▶ [Stated exercise]
Turn the entries into a JSON list of strings, one string per line and no blank lines, beginning at the line that contains "Tag every instance of the suv rear door" and stopping after the last line of the entries.

##### Records for this exercise

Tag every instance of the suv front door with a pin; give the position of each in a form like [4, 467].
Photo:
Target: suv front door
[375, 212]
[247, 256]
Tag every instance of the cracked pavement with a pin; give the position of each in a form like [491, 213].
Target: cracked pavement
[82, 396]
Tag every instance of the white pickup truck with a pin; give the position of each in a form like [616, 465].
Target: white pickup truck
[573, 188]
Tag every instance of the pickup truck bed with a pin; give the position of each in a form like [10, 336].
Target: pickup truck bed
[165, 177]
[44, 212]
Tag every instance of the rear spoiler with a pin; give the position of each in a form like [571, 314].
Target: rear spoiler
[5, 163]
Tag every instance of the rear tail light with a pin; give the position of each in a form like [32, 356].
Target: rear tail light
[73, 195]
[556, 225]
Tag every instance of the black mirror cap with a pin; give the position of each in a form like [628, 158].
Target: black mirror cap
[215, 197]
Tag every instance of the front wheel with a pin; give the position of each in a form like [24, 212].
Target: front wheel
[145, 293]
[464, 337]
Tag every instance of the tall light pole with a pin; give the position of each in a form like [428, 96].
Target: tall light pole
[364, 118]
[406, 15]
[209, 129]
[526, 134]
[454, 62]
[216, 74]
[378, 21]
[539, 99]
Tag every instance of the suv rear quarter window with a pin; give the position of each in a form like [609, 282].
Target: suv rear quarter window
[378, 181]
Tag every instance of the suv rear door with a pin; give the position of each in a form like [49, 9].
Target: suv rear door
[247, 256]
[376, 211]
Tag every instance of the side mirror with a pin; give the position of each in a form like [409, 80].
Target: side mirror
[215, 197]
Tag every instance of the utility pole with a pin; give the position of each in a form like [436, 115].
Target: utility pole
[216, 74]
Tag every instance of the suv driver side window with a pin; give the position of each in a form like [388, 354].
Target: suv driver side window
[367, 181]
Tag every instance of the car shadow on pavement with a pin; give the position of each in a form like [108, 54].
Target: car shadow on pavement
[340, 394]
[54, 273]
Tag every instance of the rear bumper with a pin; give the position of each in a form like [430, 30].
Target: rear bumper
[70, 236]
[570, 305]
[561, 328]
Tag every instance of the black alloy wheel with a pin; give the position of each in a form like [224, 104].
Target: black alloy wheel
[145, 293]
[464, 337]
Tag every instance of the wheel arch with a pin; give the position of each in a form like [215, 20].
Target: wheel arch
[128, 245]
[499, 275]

##########

▶ [Exercise response]
[
  "Tag every instance of the suv rear door with a pin; give the position of each in a form like [49, 9].",
  "Target: suv rear door",
  "[247, 256]",
  "[376, 211]",
  "Tag every instance of the side mirror with a pin; give the position of each in a form like [409, 80].",
  "Target: side mirror",
  "[215, 197]",
  "Tag every instance of the utility pole with a pin; give the position of each in a form like [436, 115].",
  "Target: utility pole",
  "[216, 74]",
  "Tag every instance of the suv driver side window with a pin; give the position of each in a form like [388, 354].",
  "Target: suv driver side window",
  "[367, 181]",
  "Tag every instance of the car shadow on pavement with a pin; give the position of each in a form like [108, 54].",
  "Target: car shadow on pavement",
  "[340, 394]",
  "[54, 273]",
  "Tag every instance of the rear bumper with a pin; give the position of each in a form like [430, 30].",
  "Target: rear bumper",
  "[70, 236]",
  "[570, 305]",
  "[561, 328]",
  "Tag every instance of the black alloy wheel with a pin; give the position of each in a form like [224, 104].",
  "Target: black alloy wheel",
  "[145, 293]",
  "[464, 337]",
  "Tag every instance of the wheel arch with a pin; give the position of each in a form like [215, 20].",
  "Target: wheel arch",
  "[128, 245]",
  "[499, 275]"
]